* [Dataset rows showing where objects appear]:
**********

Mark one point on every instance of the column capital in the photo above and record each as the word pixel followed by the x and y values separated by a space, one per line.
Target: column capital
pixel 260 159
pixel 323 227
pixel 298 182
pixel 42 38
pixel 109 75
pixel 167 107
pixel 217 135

**********

* [Description of the task]:
Reproduce the material above line for line, with no changes.

* [Task answer]:
Mark one point on every instance of the column capital in the photo above and record each as the word pixel followed by the x and y values separated by a space, one per line.
Target: column capital
pixel 260 159
pixel 323 227
pixel 298 182
pixel 42 38
pixel 109 75
pixel 167 107
pixel 217 135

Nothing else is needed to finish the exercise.